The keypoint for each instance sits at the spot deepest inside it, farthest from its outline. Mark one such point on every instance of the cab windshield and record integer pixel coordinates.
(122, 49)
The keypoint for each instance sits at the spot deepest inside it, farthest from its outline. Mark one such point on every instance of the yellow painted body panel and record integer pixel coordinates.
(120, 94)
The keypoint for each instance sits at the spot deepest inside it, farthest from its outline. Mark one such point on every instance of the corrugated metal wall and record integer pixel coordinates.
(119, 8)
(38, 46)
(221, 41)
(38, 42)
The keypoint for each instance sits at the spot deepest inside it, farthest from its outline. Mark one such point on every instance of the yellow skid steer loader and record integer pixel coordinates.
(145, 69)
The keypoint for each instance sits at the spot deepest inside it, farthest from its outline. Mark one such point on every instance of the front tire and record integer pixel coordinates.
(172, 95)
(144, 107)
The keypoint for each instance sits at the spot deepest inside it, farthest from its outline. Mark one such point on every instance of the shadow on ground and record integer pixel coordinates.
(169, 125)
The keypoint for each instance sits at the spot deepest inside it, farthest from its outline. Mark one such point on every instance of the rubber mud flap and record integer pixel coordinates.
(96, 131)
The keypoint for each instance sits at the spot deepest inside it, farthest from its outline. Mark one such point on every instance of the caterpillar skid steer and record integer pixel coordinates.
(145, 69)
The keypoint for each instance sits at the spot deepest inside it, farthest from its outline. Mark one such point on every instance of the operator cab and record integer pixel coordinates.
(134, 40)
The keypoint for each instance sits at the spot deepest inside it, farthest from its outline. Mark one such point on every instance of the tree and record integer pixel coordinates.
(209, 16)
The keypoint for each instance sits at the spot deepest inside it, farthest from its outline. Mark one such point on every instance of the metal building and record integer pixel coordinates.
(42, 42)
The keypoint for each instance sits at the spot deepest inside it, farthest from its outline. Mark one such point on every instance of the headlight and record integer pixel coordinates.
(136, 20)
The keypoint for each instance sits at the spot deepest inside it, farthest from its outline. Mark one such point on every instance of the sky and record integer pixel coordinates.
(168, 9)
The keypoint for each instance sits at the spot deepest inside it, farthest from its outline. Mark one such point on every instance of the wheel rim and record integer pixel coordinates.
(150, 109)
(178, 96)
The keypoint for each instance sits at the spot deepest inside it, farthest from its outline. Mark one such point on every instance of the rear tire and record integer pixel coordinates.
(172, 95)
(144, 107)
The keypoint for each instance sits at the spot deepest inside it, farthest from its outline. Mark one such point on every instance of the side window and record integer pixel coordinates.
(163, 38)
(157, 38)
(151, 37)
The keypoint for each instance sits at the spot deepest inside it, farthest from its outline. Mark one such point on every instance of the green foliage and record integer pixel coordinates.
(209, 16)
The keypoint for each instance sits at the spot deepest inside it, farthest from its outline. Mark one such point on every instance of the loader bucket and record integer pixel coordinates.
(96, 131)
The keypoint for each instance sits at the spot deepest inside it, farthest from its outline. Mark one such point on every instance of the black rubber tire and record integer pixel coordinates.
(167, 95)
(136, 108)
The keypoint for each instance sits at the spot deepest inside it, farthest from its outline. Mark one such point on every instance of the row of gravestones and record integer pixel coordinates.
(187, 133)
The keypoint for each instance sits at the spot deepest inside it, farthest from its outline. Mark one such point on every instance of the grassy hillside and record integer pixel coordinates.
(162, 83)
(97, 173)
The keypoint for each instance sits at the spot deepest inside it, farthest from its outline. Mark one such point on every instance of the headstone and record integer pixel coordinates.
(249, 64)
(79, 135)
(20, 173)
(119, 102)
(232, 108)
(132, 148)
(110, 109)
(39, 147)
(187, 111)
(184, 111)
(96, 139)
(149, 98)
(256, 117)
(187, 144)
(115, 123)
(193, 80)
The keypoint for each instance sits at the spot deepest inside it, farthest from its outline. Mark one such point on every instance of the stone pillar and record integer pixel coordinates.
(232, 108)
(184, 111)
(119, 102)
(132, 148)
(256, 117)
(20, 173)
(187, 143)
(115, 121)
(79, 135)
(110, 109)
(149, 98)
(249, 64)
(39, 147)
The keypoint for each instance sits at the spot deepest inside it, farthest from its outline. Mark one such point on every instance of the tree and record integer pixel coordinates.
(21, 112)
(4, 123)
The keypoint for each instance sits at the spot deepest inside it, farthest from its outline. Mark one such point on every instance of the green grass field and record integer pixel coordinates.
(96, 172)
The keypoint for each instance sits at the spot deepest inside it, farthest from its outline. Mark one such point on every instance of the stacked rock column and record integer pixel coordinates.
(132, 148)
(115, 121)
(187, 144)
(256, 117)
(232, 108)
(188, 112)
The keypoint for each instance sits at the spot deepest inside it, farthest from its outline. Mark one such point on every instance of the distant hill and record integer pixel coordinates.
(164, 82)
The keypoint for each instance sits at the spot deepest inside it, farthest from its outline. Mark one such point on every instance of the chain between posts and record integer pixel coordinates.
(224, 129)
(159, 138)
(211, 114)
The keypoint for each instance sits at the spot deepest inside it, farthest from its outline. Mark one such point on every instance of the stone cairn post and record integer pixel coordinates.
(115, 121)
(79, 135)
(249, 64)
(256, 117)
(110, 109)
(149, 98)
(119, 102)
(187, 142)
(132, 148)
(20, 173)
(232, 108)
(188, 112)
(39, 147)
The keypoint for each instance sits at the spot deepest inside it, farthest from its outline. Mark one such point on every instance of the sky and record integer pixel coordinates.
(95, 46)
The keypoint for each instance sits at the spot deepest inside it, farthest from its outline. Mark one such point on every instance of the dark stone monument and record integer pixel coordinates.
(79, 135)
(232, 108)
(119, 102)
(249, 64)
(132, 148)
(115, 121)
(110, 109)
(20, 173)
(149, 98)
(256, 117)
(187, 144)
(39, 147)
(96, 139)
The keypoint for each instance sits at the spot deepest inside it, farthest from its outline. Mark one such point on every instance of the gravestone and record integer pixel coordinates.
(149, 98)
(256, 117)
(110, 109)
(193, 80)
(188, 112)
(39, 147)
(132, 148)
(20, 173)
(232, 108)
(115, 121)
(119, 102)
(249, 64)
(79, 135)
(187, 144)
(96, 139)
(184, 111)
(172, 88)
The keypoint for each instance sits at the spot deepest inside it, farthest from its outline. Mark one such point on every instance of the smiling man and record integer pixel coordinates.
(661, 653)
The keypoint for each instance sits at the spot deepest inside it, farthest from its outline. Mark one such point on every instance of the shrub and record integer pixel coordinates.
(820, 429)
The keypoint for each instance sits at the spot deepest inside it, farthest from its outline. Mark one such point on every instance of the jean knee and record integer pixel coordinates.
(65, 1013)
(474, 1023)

Given exercise
Can you print out all of the material above line for line, with nothing added, dropped, or changed?

Output for this exercise
The keypoint for each instance sits at the spot deepest inside it, farthest from its outline. Mark one such point on every instance of the cab windshield and record integer pixel coordinates.
(122, 49)
The keypoint for each instance sits at the spot deepest inside it, farthest from its outline. Mark one such point on every instance of the yellow painted body panel and record integer pixel coordinates.
(120, 94)
The keypoint for each instance sits at the spot deepest inside it, farthest from its outline. Mark one such point on every instance of the corrugated metal wall and record integer pixel coordinates.
(119, 8)
(38, 46)
(221, 41)
(38, 42)
The keypoint for each instance sits at the spot deepest inside it, farthest from its outline. Mark one such point on every instance of the yellow skid steer loader and record integer pixel coordinates.
(145, 69)
The keypoint for each instance sits at the spot deepest inside it, farthest from its outline. Mark one such point on every instance of the front tire and record integer pixel coordinates.
(172, 95)
(144, 107)
The keypoint for each instance sits at the spot deepest inside it, farthest from its outline. Mark one such point on every instance of the shadow on ground and record integer pixel coordinates.
(169, 125)
The keypoint for each instance sits at the spot deepest inside it, farthest from its outline. Mark one such point on every instance of the rubber mud flap and record integer pixel coordinates.
(96, 131)
The keypoint for each instance sits at the spot deepest inside it, farthest from its outline. Mark one such point on every instance of the caterpillar skid steer and record integer pixel coordinates.
(145, 69)
The keypoint for each instance sits at the spot deepest inside it, farthest from its outline. Mark one such point on every instance of the operator cab and record integer pixel coordinates.
(134, 40)
The keypoint for each instance sits at the spot deepest inside it, farthest from its outline. Mark one such point on every instance of the tree and record integer pixel coordinates.
(209, 16)
The keypoint for each instance sits at the spot deepest inside it, farthest from its outline. Mark one such point on every instance of the metal building and record integer pixel coordinates.
(42, 42)
The keypoint for each instance sits at the spot deepest inside it, farthest from its outline. Mark one such point on every instance of the headlight and record integer pixel coordinates.
(136, 20)
The keypoint for each instance sits at the spot deepest inside it, farthest from its outline. Mark one such point on every instance of the sky and record integer pixel coordinates.
(168, 9)
The keypoint for each instance sits at the spot deepest inside it, farthest from its outline. Mark one such point on every instance of the wheel rim and record integer pixel coordinates.
(150, 109)
(178, 96)
The keypoint for each instance sits at the spot deepest inside it, farthest from its outline. Mark one such point on every instance of the rear tire and record integer pixel coordinates.
(172, 95)
(144, 107)
The keypoint for each instance sits at the spot deepest inside it, farthest from its outline. Mark one such point on every instance of the side window and record integer pixel coordinates.
(163, 38)
(157, 38)
(151, 37)
The keypoint for each instance sits at the spot deepest inside it, farthest from its outline. Mark one such point on every instance of the green foliage and record integer pixel coordinates.
(209, 16)
The keypoint for each instance sits at the spot deepest inside it, farthest from its outline. Mark one such point on every instance of the loader bucket and record integer pixel coordinates.
(96, 131)
The keypoint for each instance sits at the spot deepest inside it, farthest from its outline. Mark one such point on every instance of the black rubber tire and record integer pixel coordinates.
(167, 95)
(136, 108)
The keypoint for each instance sits at the spot deepest inside it, farthest from its outline. Mark one such point on every instance of the row of gravestones and record integer pixel coordinates.
(187, 133)
The keypoint for each instance sits at the spot deepest inside it, farthest from its outline. Mark one such point on every instance of the grassy hillside and record integer pixel coordinates.
(162, 83)
(97, 173)
The keypoint for each instance sits at the spot deepest inside it, farthest from its outline. Mark one such point on every instance of the headstone and record integer pixel coordinates.
(249, 64)
(79, 135)
(20, 173)
(119, 102)
(232, 108)
(132, 148)
(110, 109)
(39, 147)
(187, 111)
(184, 111)
(96, 139)
(149, 98)
(256, 117)
(187, 144)
(115, 123)
(193, 80)
The keypoint for each instance sits at the spot deepest inside it, farthest from its outline. Mark one such point on every instance of the stone pillar and record integer pixel coordinates.
(232, 108)
(184, 111)
(119, 102)
(132, 148)
(256, 117)
(20, 173)
(187, 143)
(115, 121)
(79, 135)
(110, 109)
(149, 98)
(249, 64)
(39, 147)
The keypoint for each instance sits at the spot deepest inside it, farthest from its outline. Mark one such point on every instance of the tree and record integer pixel coordinates.
(21, 112)
(4, 123)
The keypoint for each instance sits at the spot deepest inside it, farthest from its outline. Mark one such point on every instance of the green grass field and record integer pixel coordinates.
(96, 172)
The keypoint for each instance sits at the spot deepest inside it, farthest from its outline. Mark one such point on every instance of the stacked rock column and record integer pixel coordinates.
(132, 148)
(115, 121)
(187, 144)
(256, 117)
(232, 108)
(188, 112)
The keypoint for each instance sits at the spot deepest inside it, farthest from its outline. Mark one such point on every instance of the distant hill and record integer pixel coordinates.
(164, 82)
The keypoint for each instance sits at the spot deepest inside it, farthest from its outline. Mark one such point on every instance of the chain between posts and record integer pixel coordinates.
(224, 129)
(159, 138)
(211, 114)
The keypoint for each instance sits at the spot deepest inside it, farthest from its outline. Mark one such point on every instance of the stone cairn post and record integer pixel coordinates.
(115, 121)
(79, 135)
(249, 64)
(256, 117)
(110, 109)
(149, 98)
(119, 102)
(187, 142)
(132, 148)
(20, 173)
(232, 108)
(188, 112)
(39, 147)
The keypoint for each instance sits at the spot deepest inside it, farthest from its outline. Mark one such point on every instance of the sky and record integer pixel coordinates.
(95, 46)
The keypoint for each instance sits at the spot deepest inside it, farthest from its outline. Mark one such point on every instance of the dark stone monument and record integer pixel coordinates.
(79, 135)
(232, 108)
(119, 102)
(249, 64)
(132, 148)
(115, 121)
(110, 109)
(20, 173)
(149, 98)
(256, 117)
(187, 144)
(39, 147)
(96, 139)
The keypoint for each instance sits at the spot deepest inside it, farthest from its outline. Mark one such point on every instance of the gravestone and record integer pixel coordinates.
(149, 98)
(256, 117)
(110, 109)
(193, 80)
(188, 112)
(39, 147)
(132, 148)
(20, 173)
(232, 108)
(115, 121)
(119, 102)
(249, 64)
(79, 135)
(187, 144)
(96, 139)
(184, 111)
(172, 88)
The keypoint for each instance sits at the spot deepest inside it, farthest from its outline. Mark one such point on every instance of the smiling man and record integer pixel coordinates.
(661, 653)
The keypoint for each instance sits at the spot deepest inside it, farthest from its outline. Mark one such point on every instance of the shrub and record integer pixel coordinates.
(820, 429)
The keypoint for each instance sits at the spot deepest inside it, farthest from its outline. Mark one such point on every instance of the jean knee and record integer pixel coordinates.
(65, 1013)
(474, 1023)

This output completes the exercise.